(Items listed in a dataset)
------------------------------------------------
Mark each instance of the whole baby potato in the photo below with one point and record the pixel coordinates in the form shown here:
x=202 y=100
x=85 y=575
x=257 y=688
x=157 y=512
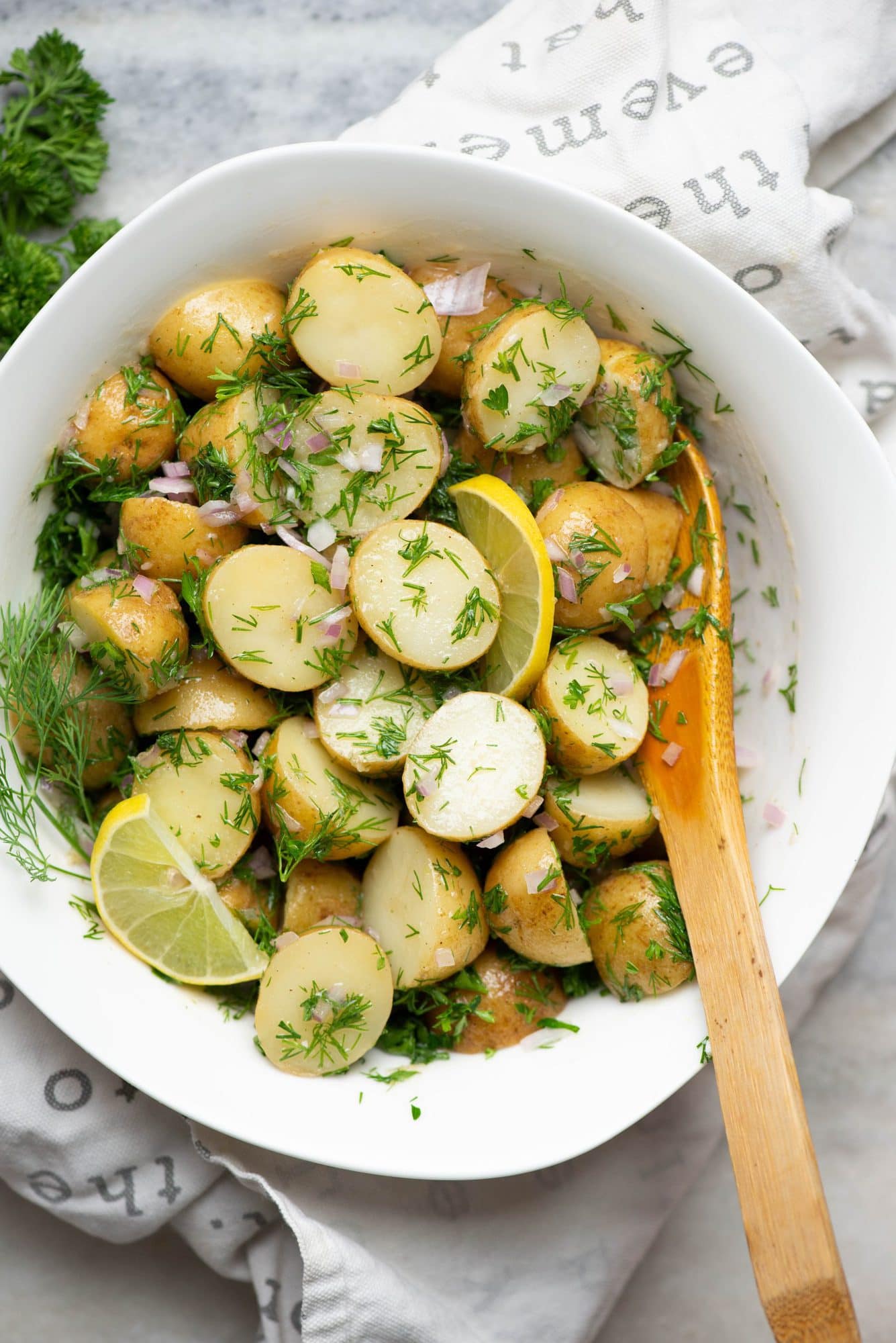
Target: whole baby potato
x=129 y=424
x=506 y=1003
x=164 y=537
x=636 y=931
x=600 y=534
x=459 y=332
x=212 y=331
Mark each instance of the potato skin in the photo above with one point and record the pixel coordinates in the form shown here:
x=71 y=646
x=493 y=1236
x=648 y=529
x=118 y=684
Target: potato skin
x=250 y=307
x=110 y=731
x=544 y=925
x=642 y=428
x=150 y=640
x=636 y=933
x=133 y=432
x=317 y=891
x=577 y=515
x=525 y=468
x=458 y=334
x=166 y=535
x=517 y=999
x=208 y=695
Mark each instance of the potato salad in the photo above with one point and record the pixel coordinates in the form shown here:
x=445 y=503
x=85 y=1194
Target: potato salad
x=338 y=671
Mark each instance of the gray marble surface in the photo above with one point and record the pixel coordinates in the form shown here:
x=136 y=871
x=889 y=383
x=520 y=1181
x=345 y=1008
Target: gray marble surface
x=201 y=81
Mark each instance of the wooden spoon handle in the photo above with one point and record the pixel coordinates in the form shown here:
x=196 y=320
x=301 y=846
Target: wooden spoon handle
x=789 y=1234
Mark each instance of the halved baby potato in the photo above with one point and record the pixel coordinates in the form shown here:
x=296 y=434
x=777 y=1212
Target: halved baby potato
x=370 y=460
x=140 y=643
x=636 y=933
x=208 y=695
x=321 y=891
x=424 y=594
x=474 y=768
x=212 y=331
x=207 y=793
x=323 y=1001
x=354 y=318
x=604 y=541
x=536 y=476
x=130 y=422
x=313 y=797
x=368 y=719
x=506 y=1003
x=596 y=704
x=236 y=430
x=423 y=903
x=631 y=421
x=530 y=905
x=274 y=618
x=458 y=334
x=521 y=371
x=164 y=537
x=603 y=816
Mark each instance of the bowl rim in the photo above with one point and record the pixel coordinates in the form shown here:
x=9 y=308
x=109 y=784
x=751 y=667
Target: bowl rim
x=690 y=265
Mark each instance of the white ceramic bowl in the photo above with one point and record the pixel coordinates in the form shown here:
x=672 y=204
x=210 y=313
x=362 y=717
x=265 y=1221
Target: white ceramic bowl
x=528 y=1107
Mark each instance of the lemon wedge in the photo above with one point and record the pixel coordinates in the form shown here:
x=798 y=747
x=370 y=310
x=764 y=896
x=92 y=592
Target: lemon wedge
x=494 y=518
x=156 y=902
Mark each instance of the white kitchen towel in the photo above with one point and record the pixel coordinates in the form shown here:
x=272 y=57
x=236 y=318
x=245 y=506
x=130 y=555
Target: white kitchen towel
x=706 y=119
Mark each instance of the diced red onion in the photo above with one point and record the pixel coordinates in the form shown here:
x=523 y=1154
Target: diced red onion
x=144 y=588
x=340 y=570
x=290 y=538
x=566 y=585
x=173 y=488
x=673 y=664
x=773 y=815
x=459 y=296
x=695 y=582
x=321 y=534
x=554 y=394
x=545 y=823
x=493 y=841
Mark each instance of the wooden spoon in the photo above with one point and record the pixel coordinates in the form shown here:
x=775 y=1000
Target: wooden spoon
x=789 y=1235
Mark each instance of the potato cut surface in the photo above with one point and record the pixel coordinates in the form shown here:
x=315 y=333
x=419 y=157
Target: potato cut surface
x=528 y=377
x=368 y=719
x=474 y=768
x=314 y=798
x=323 y=1001
x=424 y=596
x=423 y=903
x=596 y=702
x=632 y=418
x=599 y=817
x=357 y=319
x=530 y=905
x=200 y=786
x=370 y=460
x=274 y=618
x=208 y=695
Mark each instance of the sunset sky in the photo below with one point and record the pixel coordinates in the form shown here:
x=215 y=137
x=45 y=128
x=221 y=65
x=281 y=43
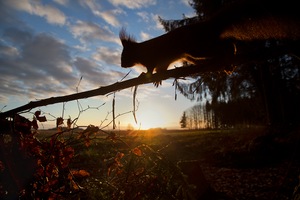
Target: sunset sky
x=47 y=46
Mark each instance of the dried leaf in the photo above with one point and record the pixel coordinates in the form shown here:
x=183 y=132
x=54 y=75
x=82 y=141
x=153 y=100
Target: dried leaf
x=59 y=121
x=137 y=151
x=34 y=124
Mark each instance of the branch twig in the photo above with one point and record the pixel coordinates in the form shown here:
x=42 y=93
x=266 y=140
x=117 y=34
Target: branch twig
x=214 y=64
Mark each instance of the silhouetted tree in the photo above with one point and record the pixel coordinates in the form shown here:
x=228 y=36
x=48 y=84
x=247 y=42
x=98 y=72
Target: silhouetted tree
x=265 y=92
x=183 y=120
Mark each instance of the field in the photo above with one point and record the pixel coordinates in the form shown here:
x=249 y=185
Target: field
x=166 y=164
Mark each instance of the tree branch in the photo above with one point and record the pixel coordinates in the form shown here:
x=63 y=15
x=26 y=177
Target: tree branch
x=215 y=64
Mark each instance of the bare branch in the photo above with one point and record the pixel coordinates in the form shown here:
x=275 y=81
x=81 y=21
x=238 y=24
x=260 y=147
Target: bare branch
x=215 y=64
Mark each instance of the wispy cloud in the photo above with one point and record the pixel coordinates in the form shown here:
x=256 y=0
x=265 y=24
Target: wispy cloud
x=88 y=32
x=133 y=4
x=42 y=67
x=50 y=13
x=109 y=56
x=145 y=36
x=62 y=2
x=109 y=16
x=94 y=73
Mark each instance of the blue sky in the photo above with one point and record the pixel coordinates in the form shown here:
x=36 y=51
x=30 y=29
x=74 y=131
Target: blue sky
x=46 y=46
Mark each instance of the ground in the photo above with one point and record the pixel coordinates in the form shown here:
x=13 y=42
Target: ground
x=238 y=164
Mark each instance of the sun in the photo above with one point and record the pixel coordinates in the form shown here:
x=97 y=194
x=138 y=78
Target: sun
x=150 y=119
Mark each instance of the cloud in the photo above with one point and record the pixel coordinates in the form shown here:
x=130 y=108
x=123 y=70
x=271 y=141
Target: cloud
x=109 y=16
x=133 y=4
x=17 y=36
x=145 y=36
x=108 y=56
x=186 y=2
x=62 y=2
x=89 y=32
x=96 y=74
x=50 y=13
x=144 y=15
x=42 y=67
x=9 y=52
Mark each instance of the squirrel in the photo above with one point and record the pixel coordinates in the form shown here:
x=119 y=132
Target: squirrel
x=243 y=21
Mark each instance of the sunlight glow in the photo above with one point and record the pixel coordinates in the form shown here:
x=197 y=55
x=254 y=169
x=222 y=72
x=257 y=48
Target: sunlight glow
x=150 y=119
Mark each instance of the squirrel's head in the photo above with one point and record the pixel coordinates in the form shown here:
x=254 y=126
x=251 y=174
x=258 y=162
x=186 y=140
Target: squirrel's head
x=128 y=56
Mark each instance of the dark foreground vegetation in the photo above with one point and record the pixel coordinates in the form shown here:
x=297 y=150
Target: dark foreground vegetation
x=153 y=164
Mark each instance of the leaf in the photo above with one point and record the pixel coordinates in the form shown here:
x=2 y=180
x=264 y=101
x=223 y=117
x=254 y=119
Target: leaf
x=37 y=113
x=134 y=96
x=59 y=121
x=42 y=118
x=137 y=151
x=34 y=124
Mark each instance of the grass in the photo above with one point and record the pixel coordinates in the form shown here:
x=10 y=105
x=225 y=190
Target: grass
x=142 y=164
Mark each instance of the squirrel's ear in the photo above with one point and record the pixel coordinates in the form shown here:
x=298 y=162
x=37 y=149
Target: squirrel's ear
x=124 y=42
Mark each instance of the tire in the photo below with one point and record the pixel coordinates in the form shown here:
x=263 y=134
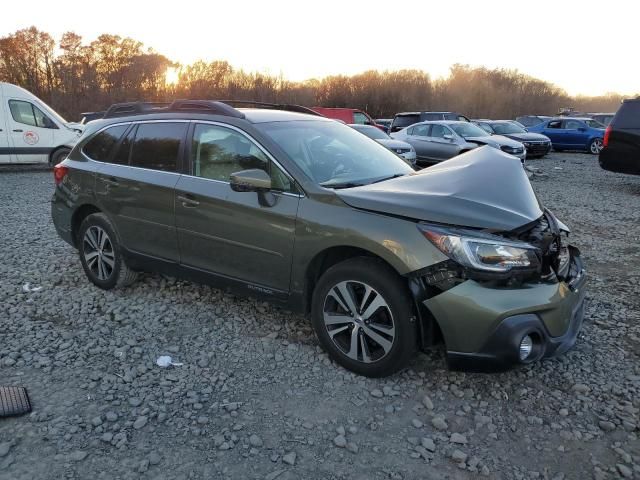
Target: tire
x=101 y=254
x=595 y=146
x=58 y=156
x=369 y=283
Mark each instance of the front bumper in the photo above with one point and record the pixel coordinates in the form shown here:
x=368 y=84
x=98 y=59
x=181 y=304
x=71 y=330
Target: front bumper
x=483 y=326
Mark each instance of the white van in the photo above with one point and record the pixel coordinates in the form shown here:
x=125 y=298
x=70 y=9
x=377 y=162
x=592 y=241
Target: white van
x=31 y=131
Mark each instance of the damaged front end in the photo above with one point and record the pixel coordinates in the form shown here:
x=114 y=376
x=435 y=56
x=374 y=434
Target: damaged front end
x=537 y=252
x=498 y=290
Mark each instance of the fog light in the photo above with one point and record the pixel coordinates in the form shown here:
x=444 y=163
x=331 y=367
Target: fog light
x=526 y=345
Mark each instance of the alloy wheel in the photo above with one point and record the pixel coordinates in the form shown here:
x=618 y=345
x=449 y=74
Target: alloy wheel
x=596 y=146
x=359 y=321
x=98 y=252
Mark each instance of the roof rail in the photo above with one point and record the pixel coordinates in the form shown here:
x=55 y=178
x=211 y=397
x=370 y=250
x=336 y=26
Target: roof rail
x=205 y=106
x=195 y=106
x=275 y=106
x=134 y=108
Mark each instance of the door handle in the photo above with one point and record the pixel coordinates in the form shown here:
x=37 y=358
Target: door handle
x=188 y=201
x=111 y=181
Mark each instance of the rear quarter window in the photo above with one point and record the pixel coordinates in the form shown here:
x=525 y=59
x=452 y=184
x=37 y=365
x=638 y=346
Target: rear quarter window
x=99 y=147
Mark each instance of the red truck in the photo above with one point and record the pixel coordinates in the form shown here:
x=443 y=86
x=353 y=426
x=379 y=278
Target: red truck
x=347 y=115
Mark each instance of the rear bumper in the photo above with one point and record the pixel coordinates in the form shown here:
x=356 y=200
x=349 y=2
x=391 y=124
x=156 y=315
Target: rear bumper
x=538 y=150
x=483 y=327
x=62 y=215
x=620 y=162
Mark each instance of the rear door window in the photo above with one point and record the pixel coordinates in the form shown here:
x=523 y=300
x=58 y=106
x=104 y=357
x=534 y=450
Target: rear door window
x=99 y=147
x=28 y=114
x=157 y=145
x=421 y=130
x=439 y=131
x=572 y=124
x=628 y=115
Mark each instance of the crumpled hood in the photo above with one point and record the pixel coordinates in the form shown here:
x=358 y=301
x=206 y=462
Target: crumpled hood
x=393 y=144
x=483 y=188
x=495 y=141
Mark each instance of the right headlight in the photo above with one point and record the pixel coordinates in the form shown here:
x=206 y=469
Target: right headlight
x=480 y=251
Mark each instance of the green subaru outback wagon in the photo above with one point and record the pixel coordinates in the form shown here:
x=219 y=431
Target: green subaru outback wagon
x=309 y=213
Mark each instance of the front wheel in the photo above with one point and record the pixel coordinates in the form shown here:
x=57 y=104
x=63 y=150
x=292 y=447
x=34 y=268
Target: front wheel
x=363 y=317
x=595 y=146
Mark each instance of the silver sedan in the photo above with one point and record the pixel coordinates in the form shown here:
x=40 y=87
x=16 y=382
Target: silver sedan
x=441 y=140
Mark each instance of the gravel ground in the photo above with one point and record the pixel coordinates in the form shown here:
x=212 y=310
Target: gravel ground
x=256 y=398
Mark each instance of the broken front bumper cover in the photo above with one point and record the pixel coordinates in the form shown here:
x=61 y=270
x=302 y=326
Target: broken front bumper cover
x=483 y=326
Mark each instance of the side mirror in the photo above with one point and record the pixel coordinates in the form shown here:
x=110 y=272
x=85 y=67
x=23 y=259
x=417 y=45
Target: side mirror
x=253 y=180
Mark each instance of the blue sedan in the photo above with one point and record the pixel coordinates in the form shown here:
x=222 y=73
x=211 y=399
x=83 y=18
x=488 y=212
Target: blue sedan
x=569 y=133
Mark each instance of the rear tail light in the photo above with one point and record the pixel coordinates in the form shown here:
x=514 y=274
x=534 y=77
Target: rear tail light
x=607 y=132
x=59 y=172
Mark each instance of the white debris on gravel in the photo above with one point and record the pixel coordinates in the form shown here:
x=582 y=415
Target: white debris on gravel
x=257 y=398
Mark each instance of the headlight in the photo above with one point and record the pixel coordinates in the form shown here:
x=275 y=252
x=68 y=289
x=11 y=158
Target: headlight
x=482 y=251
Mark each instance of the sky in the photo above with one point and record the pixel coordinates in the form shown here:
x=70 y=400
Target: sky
x=586 y=47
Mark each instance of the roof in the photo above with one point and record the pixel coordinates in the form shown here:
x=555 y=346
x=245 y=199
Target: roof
x=418 y=113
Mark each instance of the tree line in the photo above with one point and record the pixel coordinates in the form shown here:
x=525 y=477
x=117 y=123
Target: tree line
x=74 y=77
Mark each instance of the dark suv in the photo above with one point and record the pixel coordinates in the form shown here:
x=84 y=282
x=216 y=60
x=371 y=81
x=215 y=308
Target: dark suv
x=402 y=120
x=621 y=151
x=309 y=213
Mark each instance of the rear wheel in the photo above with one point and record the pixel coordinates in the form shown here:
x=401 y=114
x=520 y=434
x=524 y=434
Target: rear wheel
x=363 y=316
x=595 y=146
x=101 y=254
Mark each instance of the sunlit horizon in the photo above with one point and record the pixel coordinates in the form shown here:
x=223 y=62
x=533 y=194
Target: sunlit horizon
x=306 y=41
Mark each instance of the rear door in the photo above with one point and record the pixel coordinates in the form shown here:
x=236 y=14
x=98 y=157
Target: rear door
x=31 y=131
x=136 y=188
x=242 y=236
x=6 y=150
x=576 y=133
x=442 y=148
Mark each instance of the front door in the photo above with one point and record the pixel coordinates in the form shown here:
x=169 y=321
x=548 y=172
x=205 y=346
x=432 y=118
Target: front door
x=243 y=236
x=31 y=131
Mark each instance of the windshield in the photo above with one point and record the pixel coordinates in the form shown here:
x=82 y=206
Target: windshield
x=334 y=155
x=594 y=124
x=373 y=132
x=506 y=128
x=467 y=130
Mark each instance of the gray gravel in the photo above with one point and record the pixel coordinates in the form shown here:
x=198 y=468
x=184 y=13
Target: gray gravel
x=256 y=398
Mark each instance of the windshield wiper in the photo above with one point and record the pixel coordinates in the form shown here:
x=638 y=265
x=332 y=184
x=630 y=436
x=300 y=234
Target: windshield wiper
x=383 y=179
x=337 y=186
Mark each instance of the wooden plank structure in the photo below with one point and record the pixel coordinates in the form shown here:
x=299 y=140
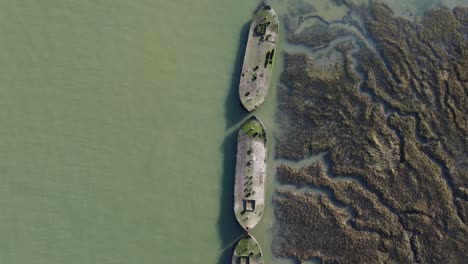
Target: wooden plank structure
x=247 y=251
x=258 y=59
x=249 y=187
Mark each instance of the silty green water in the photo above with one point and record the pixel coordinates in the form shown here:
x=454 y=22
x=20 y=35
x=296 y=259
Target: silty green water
x=116 y=124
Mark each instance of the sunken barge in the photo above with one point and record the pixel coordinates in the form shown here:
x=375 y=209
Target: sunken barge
x=258 y=59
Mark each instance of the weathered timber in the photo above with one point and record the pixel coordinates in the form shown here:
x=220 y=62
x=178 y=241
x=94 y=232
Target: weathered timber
x=249 y=193
x=258 y=59
x=247 y=251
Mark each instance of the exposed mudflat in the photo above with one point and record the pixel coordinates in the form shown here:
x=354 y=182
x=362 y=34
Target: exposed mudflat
x=386 y=101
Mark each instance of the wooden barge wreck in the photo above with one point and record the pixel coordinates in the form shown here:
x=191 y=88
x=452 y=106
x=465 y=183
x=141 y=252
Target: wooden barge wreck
x=249 y=187
x=258 y=59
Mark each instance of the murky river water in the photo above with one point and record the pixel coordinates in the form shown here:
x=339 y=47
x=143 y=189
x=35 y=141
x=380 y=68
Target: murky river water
x=118 y=122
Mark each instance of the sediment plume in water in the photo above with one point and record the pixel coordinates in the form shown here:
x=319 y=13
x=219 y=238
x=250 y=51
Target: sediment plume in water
x=386 y=101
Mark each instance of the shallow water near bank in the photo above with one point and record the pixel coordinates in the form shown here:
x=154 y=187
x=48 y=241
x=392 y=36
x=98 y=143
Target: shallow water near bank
x=113 y=118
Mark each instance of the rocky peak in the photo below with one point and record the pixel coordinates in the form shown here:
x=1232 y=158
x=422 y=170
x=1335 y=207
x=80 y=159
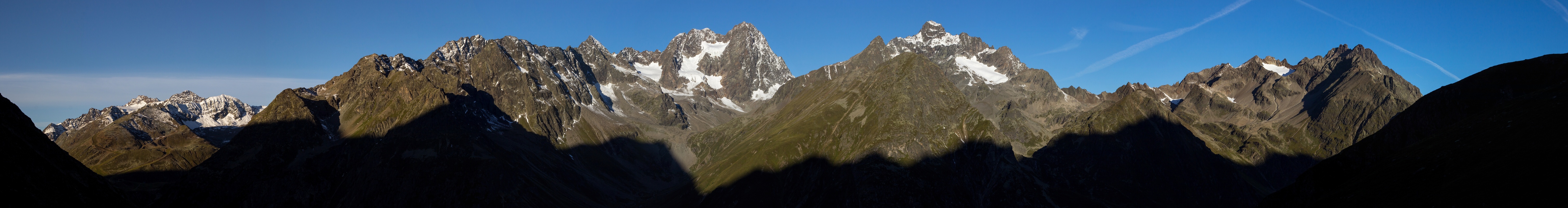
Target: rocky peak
x=932 y=30
x=592 y=46
x=458 y=51
x=727 y=69
x=184 y=98
x=142 y=101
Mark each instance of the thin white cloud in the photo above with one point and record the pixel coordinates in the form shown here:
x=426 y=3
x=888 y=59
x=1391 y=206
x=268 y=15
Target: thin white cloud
x=1558 y=7
x=1385 y=41
x=1156 y=41
x=54 y=98
x=1126 y=27
x=1078 y=40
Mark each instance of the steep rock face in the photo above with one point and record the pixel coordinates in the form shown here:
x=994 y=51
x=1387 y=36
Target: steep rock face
x=41 y=174
x=1228 y=135
x=1268 y=106
x=212 y=118
x=901 y=109
x=147 y=143
x=1476 y=143
x=1026 y=104
x=559 y=127
x=932 y=120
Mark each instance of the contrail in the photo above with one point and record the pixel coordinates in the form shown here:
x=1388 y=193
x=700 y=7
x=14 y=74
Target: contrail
x=1156 y=41
x=1385 y=41
x=1078 y=40
x=1558 y=7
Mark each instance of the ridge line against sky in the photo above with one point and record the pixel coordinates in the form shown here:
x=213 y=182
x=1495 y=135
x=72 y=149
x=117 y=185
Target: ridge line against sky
x=1385 y=41
x=1558 y=7
x=1145 y=44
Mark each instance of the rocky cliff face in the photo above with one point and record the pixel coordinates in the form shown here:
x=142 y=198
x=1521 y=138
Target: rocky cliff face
x=41 y=174
x=1228 y=134
x=1481 y=141
x=147 y=143
x=561 y=127
x=934 y=120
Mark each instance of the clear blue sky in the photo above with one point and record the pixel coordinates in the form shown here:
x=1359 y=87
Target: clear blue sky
x=65 y=57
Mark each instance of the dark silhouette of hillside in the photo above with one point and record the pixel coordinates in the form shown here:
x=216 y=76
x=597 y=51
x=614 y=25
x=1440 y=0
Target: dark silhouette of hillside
x=444 y=160
x=1489 y=140
x=40 y=174
x=1155 y=163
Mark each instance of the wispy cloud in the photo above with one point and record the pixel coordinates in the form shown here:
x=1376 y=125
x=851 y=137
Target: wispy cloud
x=1078 y=40
x=1125 y=27
x=1558 y=7
x=1385 y=41
x=54 y=98
x=1156 y=41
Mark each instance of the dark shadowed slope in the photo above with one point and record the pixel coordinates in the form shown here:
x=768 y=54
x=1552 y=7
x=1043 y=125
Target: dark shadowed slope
x=41 y=174
x=452 y=155
x=1490 y=140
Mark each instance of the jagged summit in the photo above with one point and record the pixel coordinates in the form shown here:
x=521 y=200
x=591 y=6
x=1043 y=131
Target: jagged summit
x=184 y=98
x=143 y=101
x=932 y=30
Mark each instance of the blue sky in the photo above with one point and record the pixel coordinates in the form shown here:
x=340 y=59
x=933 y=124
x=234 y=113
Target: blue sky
x=65 y=57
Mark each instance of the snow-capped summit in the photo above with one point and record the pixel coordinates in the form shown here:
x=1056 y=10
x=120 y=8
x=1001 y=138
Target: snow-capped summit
x=182 y=98
x=962 y=54
x=201 y=115
x=143 y=101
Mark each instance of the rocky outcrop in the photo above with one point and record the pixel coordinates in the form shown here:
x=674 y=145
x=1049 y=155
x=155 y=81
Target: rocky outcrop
x=41 y=174
x=934 y=120
x=502 y=113
x=148 y=143
x=1481 y=141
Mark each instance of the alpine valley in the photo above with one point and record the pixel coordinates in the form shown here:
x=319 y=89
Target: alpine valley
x=716 y=120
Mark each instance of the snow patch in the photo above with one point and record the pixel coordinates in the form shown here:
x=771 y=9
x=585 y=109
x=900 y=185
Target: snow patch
x=1279 y=69
x=761 y=94
x=717 y=49
x=730 y=104
x=716 y=82
x=651 y=71
x=981 y=69
x=697 y=77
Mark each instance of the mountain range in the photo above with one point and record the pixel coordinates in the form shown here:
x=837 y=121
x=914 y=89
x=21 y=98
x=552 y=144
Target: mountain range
x=932 y=120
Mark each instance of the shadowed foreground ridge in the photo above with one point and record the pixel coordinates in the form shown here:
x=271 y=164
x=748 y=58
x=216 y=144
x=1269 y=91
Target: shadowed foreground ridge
x=289 y=160
x=41 y=174
x=1490 y=140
------------------------------------------------
The problem: Rewrite the material from the line with "Mark each instance of the sunlight" to the line with "x=142 y=164", switching "leaf" to "fallen leaf" and keeping everything else the same.

Correct response:
Mark each instance of the sunlight glow in the photo above with one point and record the pixel coordinates in the form shown here:
x=197 y=55
x=254 y=169
x=222 y=72
x=257 y=48
Target: sunlight glow
x=150 y=119
Mark each instance of the squirrel's head in the photo above with one point and record the pixel coordinates in the form shown here:
x=254 y=126
x=251 y=174
x=258 y=162
x=186 y=140
Target: squirrel's head
x=128 y=56
Mark each instance of the dark foreground vegetation in the photo above with one point and record the pixel coordinates in the form shown here:
x=297 y=150
Target: dark foreground vegetation
x=153 y=164
Mark each instance of the fallen leaf in the photo above with one point and record the pixel coordinates in the form shown here:
x=2 y=180
x=264 y=101
x=223 y=117
x=254 y=119
Target: fallen leaf
x=37 y=113
x=134 y=96
x=59 y=121
x=42 y=118
x=137 y=151
x=34 y=124
Mark each instance of the grass in the photo above with one point and record the pixel coordinates in the form shown here:
x=10 y=105
x=225 y=190
Target: grass
x=142 y=164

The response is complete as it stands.